## BEGIN Recorded information

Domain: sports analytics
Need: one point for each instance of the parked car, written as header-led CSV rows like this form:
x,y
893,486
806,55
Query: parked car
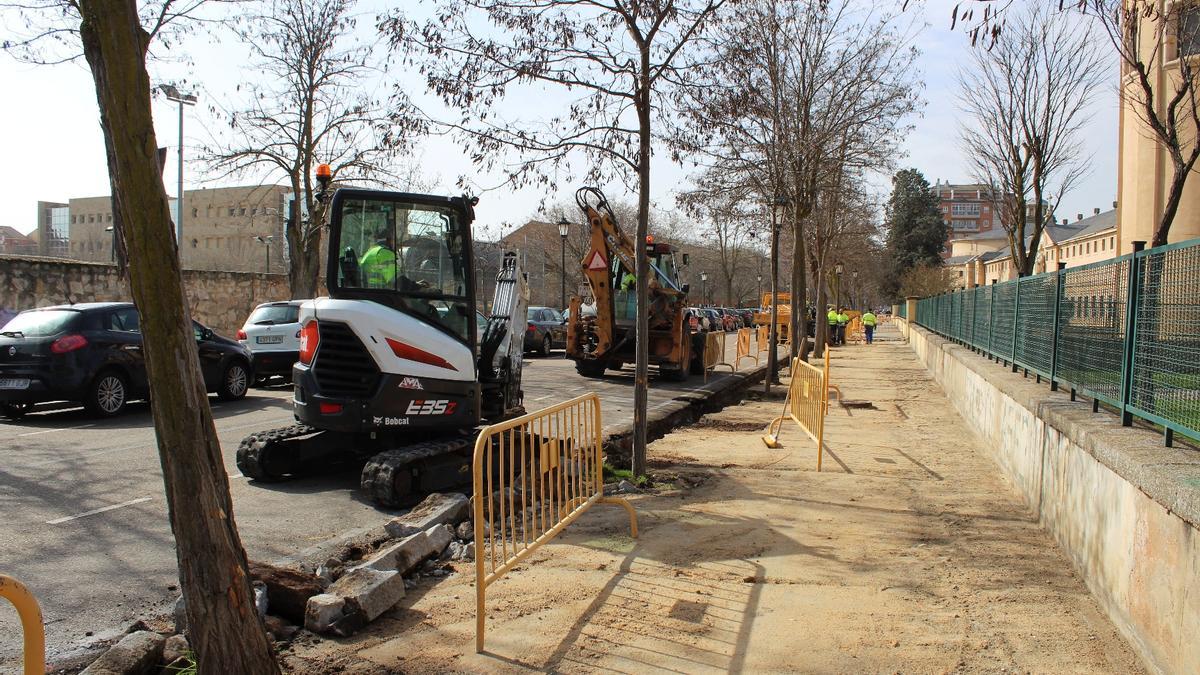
x,y
273,335
91,353
546,330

## END Recorded information

Given task:
Pull every line of the listing above out unchanged, leaving out the picture.

Solution below:
Domain: sports analytics
Need: one point for each instance of the parked car, written as header-led CSV rows like this form:
x,y
893,486
806,55
Query: parked car
x,y
273,335
91,353
546,330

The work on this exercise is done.